• _Work instruction_:
Beneath this line are the data; copy exactly the part of them that opens with the line containing "surfer — can you grab that for me?" and closes with the line containing "for the black", and only that part.

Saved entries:
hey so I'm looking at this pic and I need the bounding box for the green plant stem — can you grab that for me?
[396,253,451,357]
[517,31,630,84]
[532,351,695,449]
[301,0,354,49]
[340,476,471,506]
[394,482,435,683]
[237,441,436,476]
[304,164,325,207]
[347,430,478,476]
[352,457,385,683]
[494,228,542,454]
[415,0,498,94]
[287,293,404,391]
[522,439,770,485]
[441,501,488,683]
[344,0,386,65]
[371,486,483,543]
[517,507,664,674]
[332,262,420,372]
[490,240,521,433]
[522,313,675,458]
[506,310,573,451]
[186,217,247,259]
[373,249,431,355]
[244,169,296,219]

==

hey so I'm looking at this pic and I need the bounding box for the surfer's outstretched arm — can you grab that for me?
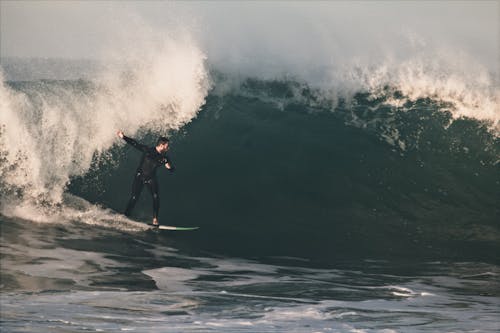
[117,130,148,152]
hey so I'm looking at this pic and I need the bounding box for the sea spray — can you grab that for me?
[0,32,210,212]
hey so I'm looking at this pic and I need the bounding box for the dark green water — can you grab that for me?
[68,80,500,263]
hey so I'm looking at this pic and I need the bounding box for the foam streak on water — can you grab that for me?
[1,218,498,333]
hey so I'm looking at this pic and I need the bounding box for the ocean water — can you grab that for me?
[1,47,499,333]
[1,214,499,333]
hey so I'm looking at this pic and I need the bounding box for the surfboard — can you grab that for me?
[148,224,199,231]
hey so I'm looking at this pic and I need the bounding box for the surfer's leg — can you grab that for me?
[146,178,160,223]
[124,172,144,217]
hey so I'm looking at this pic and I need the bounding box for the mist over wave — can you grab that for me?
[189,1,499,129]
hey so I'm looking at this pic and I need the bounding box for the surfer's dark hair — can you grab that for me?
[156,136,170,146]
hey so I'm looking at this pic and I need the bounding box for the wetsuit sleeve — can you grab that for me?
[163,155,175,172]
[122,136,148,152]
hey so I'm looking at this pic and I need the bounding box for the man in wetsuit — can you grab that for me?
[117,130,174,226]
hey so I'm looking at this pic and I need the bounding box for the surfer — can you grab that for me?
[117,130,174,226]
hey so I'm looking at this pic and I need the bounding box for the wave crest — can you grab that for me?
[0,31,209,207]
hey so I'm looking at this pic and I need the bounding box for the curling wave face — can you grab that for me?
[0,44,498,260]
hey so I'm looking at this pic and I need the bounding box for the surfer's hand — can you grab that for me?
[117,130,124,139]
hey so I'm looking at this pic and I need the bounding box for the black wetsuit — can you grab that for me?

• _Response to the task_:
hey so I'm looking at this pic and I need the bounding box for the surfer — can you grab that for me?
[117,130,174,226]
hey so I'm looking at this pic and I need the bounding box for the wave crest — can you grab that for me?
[0,31,209,207]
hey so I'm looking at this pic and I need the bounding box for the curling wave face — can you grab that for me?
[0,44,498,260]
hey so I'm looking at this pic and I need the bounding box for the surfer's hand — can you grab that for me?
[117,130,124,139]
hey so I'm looking at this pic and I need the bounding box for the black wetsuit — can you grab that for me?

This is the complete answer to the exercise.